**** LISTED RECORDS ****
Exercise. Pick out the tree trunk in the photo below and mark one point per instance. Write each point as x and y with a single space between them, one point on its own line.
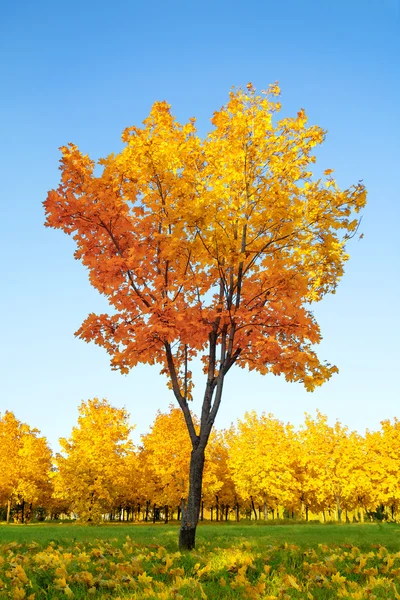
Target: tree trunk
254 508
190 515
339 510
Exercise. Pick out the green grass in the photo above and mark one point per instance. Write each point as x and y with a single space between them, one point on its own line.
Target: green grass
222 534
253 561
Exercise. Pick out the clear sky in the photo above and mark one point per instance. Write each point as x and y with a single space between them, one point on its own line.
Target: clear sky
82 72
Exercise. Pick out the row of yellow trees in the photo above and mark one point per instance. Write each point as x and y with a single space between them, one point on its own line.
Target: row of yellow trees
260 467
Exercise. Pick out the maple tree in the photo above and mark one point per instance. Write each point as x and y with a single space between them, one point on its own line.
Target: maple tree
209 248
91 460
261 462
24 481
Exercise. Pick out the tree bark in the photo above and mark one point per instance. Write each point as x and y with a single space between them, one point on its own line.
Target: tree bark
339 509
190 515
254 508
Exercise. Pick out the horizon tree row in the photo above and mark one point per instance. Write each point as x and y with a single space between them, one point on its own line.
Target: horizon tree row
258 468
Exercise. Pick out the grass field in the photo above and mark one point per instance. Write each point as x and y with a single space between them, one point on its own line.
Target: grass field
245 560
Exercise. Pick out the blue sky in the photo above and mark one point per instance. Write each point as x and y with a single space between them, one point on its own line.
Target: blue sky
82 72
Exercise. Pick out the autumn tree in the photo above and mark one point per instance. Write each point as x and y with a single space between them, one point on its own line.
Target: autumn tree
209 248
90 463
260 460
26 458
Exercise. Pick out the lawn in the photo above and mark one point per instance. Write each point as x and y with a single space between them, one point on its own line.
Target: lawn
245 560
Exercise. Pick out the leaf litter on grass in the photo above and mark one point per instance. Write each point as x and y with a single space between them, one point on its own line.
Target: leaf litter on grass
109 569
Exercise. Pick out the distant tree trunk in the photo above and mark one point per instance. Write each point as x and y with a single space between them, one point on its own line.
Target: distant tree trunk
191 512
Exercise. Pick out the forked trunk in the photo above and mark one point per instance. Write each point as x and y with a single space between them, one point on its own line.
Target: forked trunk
****
Rewrite all of the entries above, changing every "photo" to "image" and keeping everything else the same. Leave out the pictures.

§ **REPLY TO THE TASK**:
Exercise. Pick out the tree trunk in the image below and mark one point per instance. Write each point as x and y with a single space between them, one point on its own line.
Target: tree trunk
254 508
190 515
339 510
Exercise. Pick out the green grass in the image above and mark one point per instance. Write each point as x and y with a single space between them, one point on its own line.
Target: green grass
222 534
253 561
Exercise. Pick out the clear sky in the image above and mark one point per instance. Write each point as x and y with a single space between them, one point on its own line.
Target: clear sky
82 72
Exercise. Pick out the row of yellow trees in the image above and mark one point per instance. Write each point as x and y with a single space between them, one point on its own line.
Target: row of yellow trees
260 467
Exercise. Pick out the maple tree in the image above and mark one point per instance. Write each point as x and y with a single space between them, one point on its own line.
Target: maple tree
209 248
91 460
261 462
24 481
Exercise. Pick out the tree bark in the image above and mark one point per instance. Write each point as x and y with a single space between them, one point on its own line.
Target: tree bark
339 509
190 515
254 508
Exercise. Pick out the horizon tree row in the image above and mark one point per instance. Write each point as x and y with a single space between them, one point on its own line.
Target: horizon tree row
258 468
Exercise. Pick out the grass field in the image above and mark one point per instance. Write each point as x and y with a single space between them, one point on its own line.
Target: grass field
245 560
Exercise. Pick out the blue sky in the image above and mark one point per instance. Write each point as x and y with a single space between them, one point on its own line.
Target: blue sky
82 72
Exercise. Pick out the autumn tree in the image above and mark one point per instance. Write each point as x and y with a single space between them, one point on its own line.
Target: autumn tree
209 248
90 463
260 460
26 458
Exercise. Pick out the lawn in the image above and mark one point per instance. Write each point as x and y with a single space between them, one point on its own line.
Target: lawn
245 560
Exercise. Pick out the leaf litter on grass in the image above and mark one point per instance. Write each point as x and y with a single space between them, one point on its own line.
Target: leaf litter on grass
109 569
Exercise. Pick out the distant tree trunk in the image above and mark one point per instance. Write each point as x and y with a single space between them, one point on its own line.
Target: distant tree trunk
191 512
Exercise. Pick out the forked trunk in the image above and mark one point per instance. Write each point as x and y with a single space between them, one point on its own line.
Target: forked trunk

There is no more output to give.